- Task statement
Turn every line of the rows below into one string in a JSON list, skipping any blank lines.

- Rows

++++++++

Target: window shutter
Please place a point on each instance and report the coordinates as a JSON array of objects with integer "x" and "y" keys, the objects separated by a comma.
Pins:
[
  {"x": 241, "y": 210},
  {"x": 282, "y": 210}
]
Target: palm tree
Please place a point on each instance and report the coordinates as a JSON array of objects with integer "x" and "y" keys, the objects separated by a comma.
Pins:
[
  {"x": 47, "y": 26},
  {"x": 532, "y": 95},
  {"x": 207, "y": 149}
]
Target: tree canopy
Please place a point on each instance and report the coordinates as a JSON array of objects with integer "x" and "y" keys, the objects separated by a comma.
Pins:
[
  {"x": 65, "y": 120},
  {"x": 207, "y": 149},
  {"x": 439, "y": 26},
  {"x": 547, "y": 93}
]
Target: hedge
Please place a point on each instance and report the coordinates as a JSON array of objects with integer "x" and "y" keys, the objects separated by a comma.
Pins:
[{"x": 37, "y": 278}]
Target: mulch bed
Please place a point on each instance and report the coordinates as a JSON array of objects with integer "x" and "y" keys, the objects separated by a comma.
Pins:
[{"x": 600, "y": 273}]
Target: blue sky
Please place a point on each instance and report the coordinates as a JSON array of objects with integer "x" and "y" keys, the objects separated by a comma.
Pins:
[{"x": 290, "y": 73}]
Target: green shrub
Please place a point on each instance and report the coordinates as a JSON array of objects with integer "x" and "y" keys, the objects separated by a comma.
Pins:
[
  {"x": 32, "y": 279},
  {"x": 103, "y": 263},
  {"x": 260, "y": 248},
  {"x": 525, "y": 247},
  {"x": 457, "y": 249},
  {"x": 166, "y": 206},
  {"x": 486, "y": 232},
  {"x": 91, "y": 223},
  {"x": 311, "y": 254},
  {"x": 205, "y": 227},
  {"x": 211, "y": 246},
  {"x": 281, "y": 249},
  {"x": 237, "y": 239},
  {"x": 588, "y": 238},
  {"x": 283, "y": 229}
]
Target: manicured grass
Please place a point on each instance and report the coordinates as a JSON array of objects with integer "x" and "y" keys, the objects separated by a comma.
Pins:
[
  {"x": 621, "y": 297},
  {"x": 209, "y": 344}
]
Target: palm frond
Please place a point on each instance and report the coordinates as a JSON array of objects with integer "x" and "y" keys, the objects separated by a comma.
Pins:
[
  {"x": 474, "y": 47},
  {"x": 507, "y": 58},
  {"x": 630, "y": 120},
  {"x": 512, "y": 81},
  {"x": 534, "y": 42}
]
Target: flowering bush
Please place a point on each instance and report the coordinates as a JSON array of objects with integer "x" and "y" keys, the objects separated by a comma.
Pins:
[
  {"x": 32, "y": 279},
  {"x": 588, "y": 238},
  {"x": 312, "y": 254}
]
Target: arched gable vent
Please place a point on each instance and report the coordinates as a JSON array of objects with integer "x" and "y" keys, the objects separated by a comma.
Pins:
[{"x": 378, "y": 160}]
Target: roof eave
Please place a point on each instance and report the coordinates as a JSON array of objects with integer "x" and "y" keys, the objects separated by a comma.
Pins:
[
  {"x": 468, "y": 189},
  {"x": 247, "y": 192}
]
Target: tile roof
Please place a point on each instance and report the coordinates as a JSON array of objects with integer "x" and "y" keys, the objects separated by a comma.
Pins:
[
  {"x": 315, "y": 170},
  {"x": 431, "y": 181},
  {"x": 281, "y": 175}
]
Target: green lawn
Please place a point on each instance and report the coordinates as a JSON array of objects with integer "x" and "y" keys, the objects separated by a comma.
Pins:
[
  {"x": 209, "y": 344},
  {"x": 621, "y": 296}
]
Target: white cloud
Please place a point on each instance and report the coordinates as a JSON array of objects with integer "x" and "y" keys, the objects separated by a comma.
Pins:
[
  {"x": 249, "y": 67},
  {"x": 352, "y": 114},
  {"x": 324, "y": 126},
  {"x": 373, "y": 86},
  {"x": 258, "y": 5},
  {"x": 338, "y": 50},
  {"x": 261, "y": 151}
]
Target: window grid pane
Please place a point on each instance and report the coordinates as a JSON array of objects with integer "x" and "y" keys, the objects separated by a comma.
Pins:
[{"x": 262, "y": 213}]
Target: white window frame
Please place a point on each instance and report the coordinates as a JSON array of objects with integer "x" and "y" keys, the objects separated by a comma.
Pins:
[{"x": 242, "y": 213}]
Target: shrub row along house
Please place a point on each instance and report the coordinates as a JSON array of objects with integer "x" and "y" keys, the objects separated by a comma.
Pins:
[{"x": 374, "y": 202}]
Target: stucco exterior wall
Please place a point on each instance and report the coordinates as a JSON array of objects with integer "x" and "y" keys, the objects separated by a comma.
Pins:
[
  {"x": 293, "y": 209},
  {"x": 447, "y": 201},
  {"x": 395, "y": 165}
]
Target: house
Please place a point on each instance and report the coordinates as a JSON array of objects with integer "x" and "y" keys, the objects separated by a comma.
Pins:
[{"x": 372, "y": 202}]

++++++++

- Correct output
[
  "Target: window shutter",
  "Please place a point on each instance and report the coordinates as a JSON array of objects with integer \"x\" and \"y\" keys, the objects separated by a comma.",
  "Pins:",
  "[",
  "  {\"x\": 241, \"y\": 210},",
  "  {\"x\": 282, \"y\": 210}",
  "]",
  "Target: palm tree",
  "Please place a point on each instance and report the coordinates as a JSON array of objects with integer \"x\" and \"y\" keys, the objects separated by a comma.",
  "Pins:",
  "[",
  "  {\"x\": 47, \"y\": 26},",
  "  {\"x\": 532, \"y\": 95},",
  "  {\"x\": 207, \"y\": 149}",
  "]",
  "Target: tree canopy",
  "Please place a point on each instance and report the coordinates as a JSON array of objects with integer \"x\" and \"y\" keys, the objects separated by a comma.",
  "Pins:",
  "[",
  "  {\"x\": 65, \"y\": 120},",
  "  {\"x\": 207, \"y\": 149},",
  "  {\"x\": 439, \"y\": 26},",
  "  {\"x\": 547, \"y\": 93}",
  "]",
  "Target: hedge",
  "Please place a point on each instance and report the coordinates as a JSON array of objects with integer \"x\" and \"y\" keys, the objects separated by a comma.",
  "Pins:",
  "[{\"x\": 37, \"y\": 278}]",
  "Target: mulch bed",
  "Please place a point on each instance and report the coordinates as a JSON array of objects with integer \"x\" and \"y\" keys, the objects separated by a comma.",
  "Pins:",
  "[{\"x\": 600, \"y\": 273}]",
  "Target: blue sky",
  "Please place a point on each instance and report the coordinates as a JSON array of objects with integer \"x\" and \"y\" keys, the objects separated by a comma.",
  "Pins:",
  "[{\"x\": 290, \"y\": 73}]",
  "Target: green shrub",
  "Please place a point on each instance and report the coordinates as a JSON array of objects with integer \"x\" and \"y\" keys, the objects separated by a comma.",
  "Pins:",
  "[",
  "  {\"x\": 32, \"y\": 279},",
  "  {\"x\": 103, \"y\": 263},",
  "  {\"x\": 260, \"y\": 248},",
  "  {\"x\": 525, \"y\": 247},",
  "  {\"x\": 457, \"y\": 249},",
  "  {\"x\": 166, \"y\": 206},",
  "  {\"x\": 486, \"y\": 232},",
  "  {\"x\": 91, \"y\": 223},",
  "  {\"x\": 311, \"y\": 254},",
  "  {\"x\": 205, \"y\": 227},",
  "  {\"x\": 211, \"y\": 246},",
  "  {\"x\": 281, \"y\": 249},",
  "  {\"x\": 237, \"y\": 239},",
  "  {\"x\": 588, \"y\": 238},",
  "  {\"x\": 283, \"y\": 229}",
  "]",
  "Target: manicured grass",
  "Please place a point on each instance and report the coordinates as a JSON array of objects with integer \"x\" and \"y\" keys, the objects separated by a comma.",
  "Pins:",
  "[",
  "  {\"x\": 621, \"y\": 297},",
  "  {\"x\": 209, \"y\": 344}",
  "]",
  "Target: palm frond",
  "Please place a point on each instance and report the coordinates as a JSON array of objects with integer \"x\" and \"y\" keys, the objects separated by a comma.",
  "Pins:",
  "[",
  "  {\"x\": 474, \"y\": 47},",
  "  {\"x\": 507, \"y\": 58},",
  "  {\"x\": 630, \"y\": 120},",
  "  {\"x\": 512, \"y\": 81},",
  "  {\"x\": 534, \"y\": 42}",
  "]",
  "Target: flowering bush",
  "Please place a point on each instance and report the coordinates as a JSON array of objects with integer \"x\" and \"y\" keys, the objects separated by a comma.",
  "Pins:",
  "[",
  "  {\"x\": 32, \"y\": 279},",
  "  {\"x\": 588, \"y\": 238},",
  "  {\"x\": 312, \"y\": 254}",
  "]",
  "Target: arched gable vent",
  "Please place a point on each instance and report the coordinates as a JSON array of objects with integer \"x\" and \"y\" keys, the objects separated by a comma.",
  "Pins:",
  "[{\"x\": 378, \"y\": 160}]",
  "Target: roof eave",
  "Please place a point on each instance and report the coordinates as a JSON array of objects with integer \"x\" and \"y\" keys, the objects separated by a comma.",
  "Pins:",
  "[",
  "  {\"x\": 468, \"y\": 189},",
  "  {\"x\": 247, \"y\": 192}",
  "]",
  "Target: tile roof",
  "Please place a point on each instance and report the coordinates as a JSON array of objects with integer \"x\" and \"y\" keys, the objects separated by a comma.",
  "Pins:",
  "[",
  "  {\"x\": 315, \"y\": 170},",
  "  {\"x\": 431, \"y\": 181},",
  "  {\"x\": 281, \"y\": 175}",
  "]",
  "Target: green lawn",
  "Please place a point on each instance and report the coordinates as a JSON array of objects with integer \"x\" and \"y\" keys, the objects separated by a comma.",
  "Pins:",
  "[",
  "  {\"x\": 209, \"y\": 344},",
  "  {\"x\": 621, \"y\": 296}",
  "]",
  "Target: white cloud",
  "Please place a point on each instance and report the coordinates as a JSON array of objects with integer \"x\" and \"y\" keys, the objects separated by a comma.",
  "Pins:",
  "[",
  "  {\"x\": 249, \"y\": 67},",
  "  {\"x\": 352, \"y\": 114},",
  "  {\"x\": 324, \"y\": 126},",
  "  {\"x\": 373, \"y\": 86},",
  "  {\"x\": 258, \"y\": 5},",
  "  {\"x\": 338, \"y\": 50},",
  "  {\"x\": 261, \"y\": 151}",
  "]",
  "Target: window grid pane",
  "Please place a point on each instance and report the coordinates as a JSON array of objects with integer \"x\" and \"y\" keys, the objects separated by a comma.",
  "Pins:",
  "[{\"x\": 262, \"y\": 213}]",
  "Target: white window frame",
  "Please place a point on each instance and report the coordinates as a JSON array of objects with integer \"x\" and \"y\" keys, the objects separated by a comma.",
  "Pins:",
  "[{\"x\": 242, \"y\": 213}]",
  "Target: shrub row along house",
  "Please place a point on each instance and report the coordinates as a JSON array of objects with integer \"x\" and \"y\" keys, the objects separated by a comma.",
  "Pins:",
  "[{\"x\": 374, \"y\": 202}]",
  "Target: stucco exterior wall",
  "Please place a point on each instance and report the coordinates as a JSON array of objects with integer \"x\" and \"y\" keys, the objects separated by a comma.",
  "Pins:",
  "[",
  "  {\"x\": 293, \"y\": 209},",
  "  {\"x\": 447, \"y\": 201},",
  "  {\"x\": 395, \"y\": 165}",
  "]",
  "Target: house",
  "Please place a point on each instance and report the coordinates as a JSON array of objects with integer \"x\" and \"y\" keys, the objects separated by a comma.",
  "Pins:",
  "[{\"x\": 372, \"y\": 202}]"
]